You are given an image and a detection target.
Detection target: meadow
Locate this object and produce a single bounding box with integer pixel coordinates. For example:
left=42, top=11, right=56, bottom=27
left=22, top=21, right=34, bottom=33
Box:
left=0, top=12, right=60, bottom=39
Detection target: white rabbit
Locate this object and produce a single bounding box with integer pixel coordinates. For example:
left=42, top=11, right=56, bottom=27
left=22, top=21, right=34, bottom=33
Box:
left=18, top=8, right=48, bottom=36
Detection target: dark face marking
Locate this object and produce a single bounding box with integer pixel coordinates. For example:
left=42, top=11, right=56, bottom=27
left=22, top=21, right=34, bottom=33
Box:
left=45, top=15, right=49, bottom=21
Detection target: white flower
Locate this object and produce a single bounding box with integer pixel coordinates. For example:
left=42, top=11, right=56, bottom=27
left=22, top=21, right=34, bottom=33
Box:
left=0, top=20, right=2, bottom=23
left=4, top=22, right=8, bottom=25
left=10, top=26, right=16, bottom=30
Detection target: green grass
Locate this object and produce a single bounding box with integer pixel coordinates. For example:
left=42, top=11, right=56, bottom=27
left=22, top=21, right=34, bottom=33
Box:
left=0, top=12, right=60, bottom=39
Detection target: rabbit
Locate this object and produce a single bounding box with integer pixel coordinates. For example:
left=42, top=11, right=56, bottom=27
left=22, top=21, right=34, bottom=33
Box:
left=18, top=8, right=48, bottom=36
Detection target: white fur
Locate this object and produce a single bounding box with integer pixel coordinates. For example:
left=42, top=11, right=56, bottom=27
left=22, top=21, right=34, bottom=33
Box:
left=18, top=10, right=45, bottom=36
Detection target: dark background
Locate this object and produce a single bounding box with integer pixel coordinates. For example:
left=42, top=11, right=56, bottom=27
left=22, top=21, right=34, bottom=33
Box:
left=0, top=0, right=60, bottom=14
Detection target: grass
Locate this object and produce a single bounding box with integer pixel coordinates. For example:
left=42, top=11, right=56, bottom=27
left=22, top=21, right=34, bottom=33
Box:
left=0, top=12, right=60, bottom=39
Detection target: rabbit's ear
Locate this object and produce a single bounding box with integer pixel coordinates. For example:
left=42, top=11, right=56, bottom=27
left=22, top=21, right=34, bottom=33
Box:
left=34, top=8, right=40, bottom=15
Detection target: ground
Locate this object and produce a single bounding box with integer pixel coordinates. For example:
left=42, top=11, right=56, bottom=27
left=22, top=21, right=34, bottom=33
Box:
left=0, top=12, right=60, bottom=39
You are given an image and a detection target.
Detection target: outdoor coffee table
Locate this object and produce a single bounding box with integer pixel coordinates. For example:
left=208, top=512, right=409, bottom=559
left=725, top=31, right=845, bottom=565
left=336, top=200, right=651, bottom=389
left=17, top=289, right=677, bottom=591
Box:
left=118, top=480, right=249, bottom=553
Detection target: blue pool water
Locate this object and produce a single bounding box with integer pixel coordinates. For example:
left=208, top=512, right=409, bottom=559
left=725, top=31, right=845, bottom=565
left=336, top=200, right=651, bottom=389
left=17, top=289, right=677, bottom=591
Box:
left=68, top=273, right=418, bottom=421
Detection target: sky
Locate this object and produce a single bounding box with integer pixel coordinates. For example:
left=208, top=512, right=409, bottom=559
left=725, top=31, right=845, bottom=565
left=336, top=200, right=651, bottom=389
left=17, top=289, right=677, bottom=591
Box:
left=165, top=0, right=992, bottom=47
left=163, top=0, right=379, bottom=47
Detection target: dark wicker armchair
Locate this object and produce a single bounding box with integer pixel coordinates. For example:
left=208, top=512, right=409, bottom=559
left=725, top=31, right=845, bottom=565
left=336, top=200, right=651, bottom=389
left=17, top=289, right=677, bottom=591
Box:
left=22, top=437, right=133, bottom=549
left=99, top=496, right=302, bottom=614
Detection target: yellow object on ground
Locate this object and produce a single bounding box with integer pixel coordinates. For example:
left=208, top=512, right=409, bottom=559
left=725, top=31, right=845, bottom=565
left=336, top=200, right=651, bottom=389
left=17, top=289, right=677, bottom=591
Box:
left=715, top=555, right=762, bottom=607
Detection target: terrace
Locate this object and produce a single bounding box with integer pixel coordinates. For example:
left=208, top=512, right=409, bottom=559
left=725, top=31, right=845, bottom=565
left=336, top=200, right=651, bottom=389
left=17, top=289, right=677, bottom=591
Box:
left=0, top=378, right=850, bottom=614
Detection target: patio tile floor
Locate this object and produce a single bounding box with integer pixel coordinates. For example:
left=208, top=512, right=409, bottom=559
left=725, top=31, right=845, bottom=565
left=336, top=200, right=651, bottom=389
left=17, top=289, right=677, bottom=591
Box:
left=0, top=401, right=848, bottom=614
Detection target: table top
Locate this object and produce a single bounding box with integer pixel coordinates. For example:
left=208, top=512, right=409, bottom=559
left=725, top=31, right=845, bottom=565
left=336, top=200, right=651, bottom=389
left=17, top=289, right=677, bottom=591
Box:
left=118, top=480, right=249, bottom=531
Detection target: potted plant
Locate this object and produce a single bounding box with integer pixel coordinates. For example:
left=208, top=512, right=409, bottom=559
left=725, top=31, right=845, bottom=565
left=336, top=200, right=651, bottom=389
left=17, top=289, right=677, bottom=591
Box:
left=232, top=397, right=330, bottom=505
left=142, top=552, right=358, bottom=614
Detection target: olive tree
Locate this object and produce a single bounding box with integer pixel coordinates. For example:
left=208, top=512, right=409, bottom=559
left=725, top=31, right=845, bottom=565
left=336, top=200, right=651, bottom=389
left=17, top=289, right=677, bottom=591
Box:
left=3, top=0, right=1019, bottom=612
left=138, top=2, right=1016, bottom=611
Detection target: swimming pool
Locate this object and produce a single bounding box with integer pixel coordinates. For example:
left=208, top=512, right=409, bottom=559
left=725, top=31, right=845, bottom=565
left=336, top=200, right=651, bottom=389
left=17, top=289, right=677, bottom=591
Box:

WHAT THIS TASK INVOLVES :: Count the lines in the entries that contain the string "table", matching case exactly. Give only the number.

RESULT FOR THIS EXERCISE :: 2